◆ Recorded information:
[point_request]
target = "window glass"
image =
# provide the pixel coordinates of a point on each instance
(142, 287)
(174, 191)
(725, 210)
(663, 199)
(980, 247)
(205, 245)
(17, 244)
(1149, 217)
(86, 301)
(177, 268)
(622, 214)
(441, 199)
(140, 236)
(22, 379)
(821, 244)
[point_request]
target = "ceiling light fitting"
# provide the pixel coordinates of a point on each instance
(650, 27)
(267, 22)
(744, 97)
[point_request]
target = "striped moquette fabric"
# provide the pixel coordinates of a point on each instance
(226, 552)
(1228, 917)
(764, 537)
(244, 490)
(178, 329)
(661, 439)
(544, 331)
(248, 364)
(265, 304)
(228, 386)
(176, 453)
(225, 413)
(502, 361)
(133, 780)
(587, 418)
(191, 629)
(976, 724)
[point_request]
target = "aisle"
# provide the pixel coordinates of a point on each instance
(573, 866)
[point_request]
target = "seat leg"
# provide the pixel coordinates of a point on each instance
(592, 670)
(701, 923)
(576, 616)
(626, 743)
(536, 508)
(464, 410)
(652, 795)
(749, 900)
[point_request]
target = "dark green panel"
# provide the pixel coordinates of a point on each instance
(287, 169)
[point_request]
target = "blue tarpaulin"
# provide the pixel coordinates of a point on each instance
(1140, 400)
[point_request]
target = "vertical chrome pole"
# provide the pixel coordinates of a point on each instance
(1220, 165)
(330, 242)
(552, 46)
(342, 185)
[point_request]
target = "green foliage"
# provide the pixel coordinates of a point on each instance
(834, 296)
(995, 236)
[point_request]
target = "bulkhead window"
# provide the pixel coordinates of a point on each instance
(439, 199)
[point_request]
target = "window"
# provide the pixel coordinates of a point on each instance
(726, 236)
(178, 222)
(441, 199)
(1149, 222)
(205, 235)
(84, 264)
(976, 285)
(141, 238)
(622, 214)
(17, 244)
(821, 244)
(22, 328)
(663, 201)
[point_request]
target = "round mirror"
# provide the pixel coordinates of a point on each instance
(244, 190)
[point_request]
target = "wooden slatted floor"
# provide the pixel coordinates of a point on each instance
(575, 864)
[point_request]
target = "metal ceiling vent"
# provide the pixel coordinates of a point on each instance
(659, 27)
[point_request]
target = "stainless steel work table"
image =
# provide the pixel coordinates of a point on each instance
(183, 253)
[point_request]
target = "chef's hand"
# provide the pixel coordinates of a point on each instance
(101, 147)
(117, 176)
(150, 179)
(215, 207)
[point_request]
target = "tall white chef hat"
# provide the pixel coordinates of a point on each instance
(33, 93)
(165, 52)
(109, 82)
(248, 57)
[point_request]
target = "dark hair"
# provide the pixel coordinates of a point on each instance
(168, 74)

◆ Problem: For every entry above, write out an exact copy.

◆ Task output:
[point_request]
target = "window glass"
image =
# provide the pixel coordinates of a point on each instance
(142, 287)
(174, 191)
(725, 210)
(663, 199)
(980, 247)
(205, 245)
(17, 244)
(1149, 217)
(86, 301)
(177, 268)
(622, 214)
(441, 199)
(140, 236)
(22, 379)
(821, 244)
[point_request]
target = "ceiling light fitting"
# provide the pixel coordinates of a point on each instance
(650, 27)
(267, 22)
(744, 97)
[point_request]
target = "striped moquette fabric"
# provide the pixel coordinates of a point on each instance
(226, 552)
(1228, 917)
(764, 537)
(244, 490)
(178, 329)
(661, 439)
(544, 331)
(248, 364)
(265, 304)
(228, 386)
(176, 453)
(225, 413)
(502, 361)
(133, 780)
(587, 418)
(191, 629)
(976, 724)
[point_request]
target = "aisle"
# provide the pixel coordinates of a point on each instance
(573, 866)
[point_request]
target = "seat leg"
# provide the pixel coordinates of a point on each instance
(592, 670)
(701, 923)
(576, 616)
(626, 743)
(536, 508)
(464, 410)
(652, 795)
(749, 900)
[point_request]
target = "dark green panel"
# provide the pixel coordinates of a point on each instance
(287, 169)
[point_request]
target = "blue tarpaulin"
# provide the pixel coordinates of a point on each instance
(1140, 400)
[point_request]
target = "vertical chrome pole"
# provide the pixel coordinates of a point on each instance
(1220, 165)
(330, 242)
(552, 46)
(342, 185)
[point_request]
target = "green foliage"
# provide the pixel coordinates of a point on each instance
(834, 296)
(995, 236)
[point_request]
target = "bulkhead window"
# provide the pixel coordinates of a point on each instance
(439, 199)
[point_request]
target = "window"
# provide the pixel coordinates of a point on each instance
(726, 236)
(178, 222)
(441, 199)
(1149, 222)
(205, 235)
(84, 264)
(976, 285)
(141, 238)
(622, 214)
(17, 244)
(821, 244)
(22, 328)
(663, 201)
[point_request]
target = "round mirror"
# provide the pixel coordinates of a point on each instance
(244, 190)
[point_request]
target = "wooden slatted floor"
# provide the pixel coordinates of a point on each instance
(575, 864)
[point_request]
target = "metal ceiling vent"
# provide the pixel coordinates of a point on each instance
(659, 27)
[point_request]
target = "stainless steel work table"
image =
# provide the pixel coordinates of a point on each instance
(183, 253)
[point_request]
target = "chef's hand"
# provide the pixel coordinates of a point on each instance
(101, 147)
(117, 176)
(150, 179)
(215, 207)
[point_request]
target = "tall white chef hat"
# provide the pixel coordinates of a point on each instance
(33, 93)
(165, 52)
(109, 82)
(248, 57)
[point_request]
target = "dark hair"
# provide the pixel coordinates of a point on each instance
(168, 74)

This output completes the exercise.